选段:
>>>

放眼世界,美国的五代机F-22和F35,三代机F-15和F-16,以及俄罗斯的苏-27和米格-29,都属于这种“高低搭配”,组合。因此,相比歼-20“一枝独秀”,基于FC-31实现“两开花”,对完善人民空军作战体系是更加有利的。
作为一款官宣亮相不久的机型,歼-35目前公开资料并不多,基本上只有“中型隐身多用途”这几个字。不过,关于FC-31究竟是如何一步一步演变成了歼-35,我们可以从公开信息中梳理出来。
如果说,2014年首秀珠海的 FC-31 01架机是“鹘鹰 V1.0”,那么同年中航工业展馆内出现的1∶2大缩比模型,可以说是“FC-31 V2.0”,与天上的“1.0”相比,它的区别在于采用一体化座舱盖、切尖的后缘后掠式垂尾,主翼和水平尾翼也都做了切尖处理。双发间距缩小,发动机尾喷口为锯齿形,机头下方还有光电瞄准系统。
为什么要将翼面切尖呢?从空气动力学的角度上说,这样能够减少翼尖产生的涡流,减少阻力的同时,抑制颤振问题。

<<<

请续写上文介绍FC-31如何演变为歼-35的文章,从该文章最后一句之后写起。

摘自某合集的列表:

>>>

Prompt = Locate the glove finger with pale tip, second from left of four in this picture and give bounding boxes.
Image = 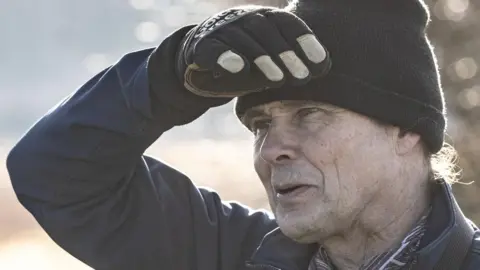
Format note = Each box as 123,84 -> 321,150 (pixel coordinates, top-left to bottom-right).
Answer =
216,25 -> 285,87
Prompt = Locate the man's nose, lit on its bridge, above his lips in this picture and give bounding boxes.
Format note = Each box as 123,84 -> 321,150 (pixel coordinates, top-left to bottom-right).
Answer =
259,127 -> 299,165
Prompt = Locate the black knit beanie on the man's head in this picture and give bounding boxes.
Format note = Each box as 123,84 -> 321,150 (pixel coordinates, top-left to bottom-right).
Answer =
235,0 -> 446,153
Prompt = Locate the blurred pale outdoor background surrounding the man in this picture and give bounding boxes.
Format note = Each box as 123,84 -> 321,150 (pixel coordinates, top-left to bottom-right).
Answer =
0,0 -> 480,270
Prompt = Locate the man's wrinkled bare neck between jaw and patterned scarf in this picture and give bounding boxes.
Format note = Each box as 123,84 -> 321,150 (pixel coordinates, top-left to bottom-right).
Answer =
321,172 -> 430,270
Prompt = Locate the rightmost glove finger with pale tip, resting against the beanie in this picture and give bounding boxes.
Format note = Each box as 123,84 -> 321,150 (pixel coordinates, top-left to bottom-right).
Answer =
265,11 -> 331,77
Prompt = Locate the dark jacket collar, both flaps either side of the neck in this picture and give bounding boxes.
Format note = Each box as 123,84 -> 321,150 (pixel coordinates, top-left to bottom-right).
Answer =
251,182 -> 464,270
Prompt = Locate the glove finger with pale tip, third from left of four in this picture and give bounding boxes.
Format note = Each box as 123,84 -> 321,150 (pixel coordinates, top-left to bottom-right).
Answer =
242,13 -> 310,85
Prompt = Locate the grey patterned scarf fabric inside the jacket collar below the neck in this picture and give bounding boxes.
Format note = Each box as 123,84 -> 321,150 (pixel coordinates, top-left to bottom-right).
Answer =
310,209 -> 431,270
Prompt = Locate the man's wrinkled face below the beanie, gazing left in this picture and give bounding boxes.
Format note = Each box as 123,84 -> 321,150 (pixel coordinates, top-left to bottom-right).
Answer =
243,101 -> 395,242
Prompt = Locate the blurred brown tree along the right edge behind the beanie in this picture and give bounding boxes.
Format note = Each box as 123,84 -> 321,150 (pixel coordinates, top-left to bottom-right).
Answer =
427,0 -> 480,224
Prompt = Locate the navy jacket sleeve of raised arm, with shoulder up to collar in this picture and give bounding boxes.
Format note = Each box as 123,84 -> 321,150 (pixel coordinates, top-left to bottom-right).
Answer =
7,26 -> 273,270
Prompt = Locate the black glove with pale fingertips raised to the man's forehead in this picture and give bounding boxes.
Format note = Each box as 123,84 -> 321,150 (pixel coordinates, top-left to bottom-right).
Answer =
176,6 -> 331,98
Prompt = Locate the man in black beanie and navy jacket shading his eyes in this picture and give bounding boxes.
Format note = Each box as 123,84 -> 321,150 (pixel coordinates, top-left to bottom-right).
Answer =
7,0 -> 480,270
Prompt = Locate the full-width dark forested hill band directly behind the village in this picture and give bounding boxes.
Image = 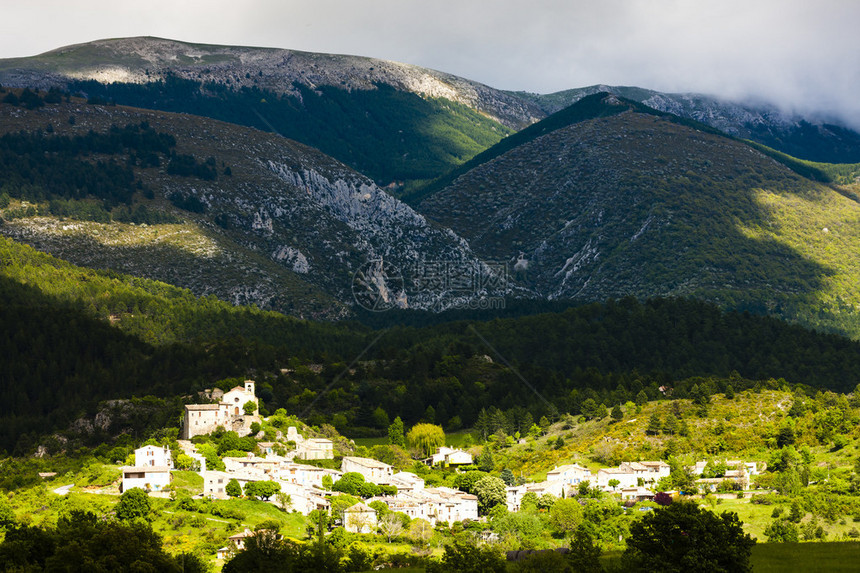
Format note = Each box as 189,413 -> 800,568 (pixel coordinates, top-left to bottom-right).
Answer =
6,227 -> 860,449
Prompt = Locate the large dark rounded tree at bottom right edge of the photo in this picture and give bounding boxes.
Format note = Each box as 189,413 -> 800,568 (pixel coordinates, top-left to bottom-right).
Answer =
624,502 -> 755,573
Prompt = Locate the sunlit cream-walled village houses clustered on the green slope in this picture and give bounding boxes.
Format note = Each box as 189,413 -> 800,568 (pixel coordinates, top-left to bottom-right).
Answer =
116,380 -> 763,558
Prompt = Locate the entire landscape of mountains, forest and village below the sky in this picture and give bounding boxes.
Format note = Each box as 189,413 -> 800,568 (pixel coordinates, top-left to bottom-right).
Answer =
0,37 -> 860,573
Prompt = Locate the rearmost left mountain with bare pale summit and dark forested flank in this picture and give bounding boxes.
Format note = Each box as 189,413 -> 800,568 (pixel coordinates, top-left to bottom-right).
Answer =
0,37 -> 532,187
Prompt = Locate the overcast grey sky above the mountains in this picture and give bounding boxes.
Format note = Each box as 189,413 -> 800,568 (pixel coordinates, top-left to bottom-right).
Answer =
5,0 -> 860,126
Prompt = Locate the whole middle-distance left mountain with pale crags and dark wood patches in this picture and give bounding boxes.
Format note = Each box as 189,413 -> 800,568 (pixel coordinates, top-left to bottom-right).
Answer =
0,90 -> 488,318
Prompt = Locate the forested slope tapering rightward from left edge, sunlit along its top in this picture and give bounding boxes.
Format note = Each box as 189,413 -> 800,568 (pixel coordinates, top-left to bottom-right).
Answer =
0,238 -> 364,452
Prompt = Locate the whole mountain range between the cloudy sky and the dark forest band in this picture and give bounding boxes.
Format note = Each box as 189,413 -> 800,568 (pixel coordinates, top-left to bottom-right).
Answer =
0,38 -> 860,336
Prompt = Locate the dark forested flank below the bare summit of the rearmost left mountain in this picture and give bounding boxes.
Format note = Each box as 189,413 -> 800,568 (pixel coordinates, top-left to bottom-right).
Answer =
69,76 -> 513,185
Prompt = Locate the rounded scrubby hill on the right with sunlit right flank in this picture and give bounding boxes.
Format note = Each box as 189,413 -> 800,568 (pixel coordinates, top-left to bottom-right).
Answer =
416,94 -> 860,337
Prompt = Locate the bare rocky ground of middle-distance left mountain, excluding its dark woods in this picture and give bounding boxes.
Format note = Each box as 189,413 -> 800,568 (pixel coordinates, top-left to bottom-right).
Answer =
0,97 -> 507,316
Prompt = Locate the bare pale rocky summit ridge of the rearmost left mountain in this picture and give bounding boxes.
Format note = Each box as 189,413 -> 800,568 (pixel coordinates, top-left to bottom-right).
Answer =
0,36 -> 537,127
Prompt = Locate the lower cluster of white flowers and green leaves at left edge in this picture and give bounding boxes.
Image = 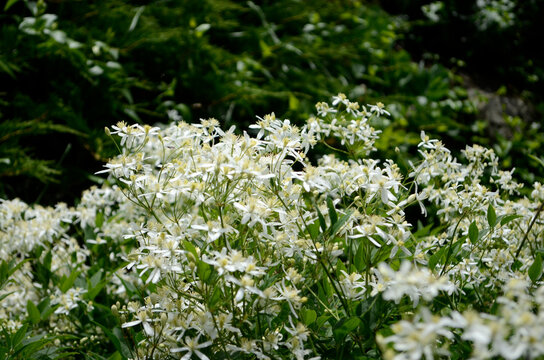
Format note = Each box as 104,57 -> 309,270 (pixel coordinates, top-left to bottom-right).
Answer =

<<<

解答示例:
同时,尖锐的翼尖还会造成绕射现象,也就是将雷达波向四面八方散射,从而增加飞机的雷达散射截面积。采用斜切处理,就能减少这种效应,跟锯齿形尾喷口一样,都属于提升隐身性能的有效手段。此外,改进方案在翼身融合处理方面都更细致,能够使气流平滑过渡,减小阻力、保证稳定性,主翼和平尾面积增加,同时增大了总升力,提升低速性能。
此后几年里,各种场合亮相的FC-31模型,基本都是这幅模样。而如果拿歼-35对比“FC-31 V2.0”,不难发现,基本特征都没有太大变化,但观感上整架飞机显得更“胖”了,尤其是驾驶舱后的机背抬高,显得脑袋大脖子粗。
在我看来,这种变化不难理解:在提升战斗力方面,有更大的机内空间,从来都不是坏事,在空战靠机载设备的今天,机内空间就是能力扩展空间。
综上所述,我们不难看出,虽然在起落架、机翼面积、垂尾设计等方面,都做了全面的改进设计,但2024年亮相的歼-35,确实是在2014年首秀那架“FC-31 V1.0”的底子上发展而来。
十年磨一剑,守得云开见月明,不难想见,在“作品”两次亮相珠海之间的10年里,设计团队一定经历了许多曲折探索、砥砺前行的故事,这些故事我很想知道,但暂时无从知道。
在期待更多细节公开的同时,也衷心祝愿歼-35未来的型号系列化发展拨云见日,一路阳光。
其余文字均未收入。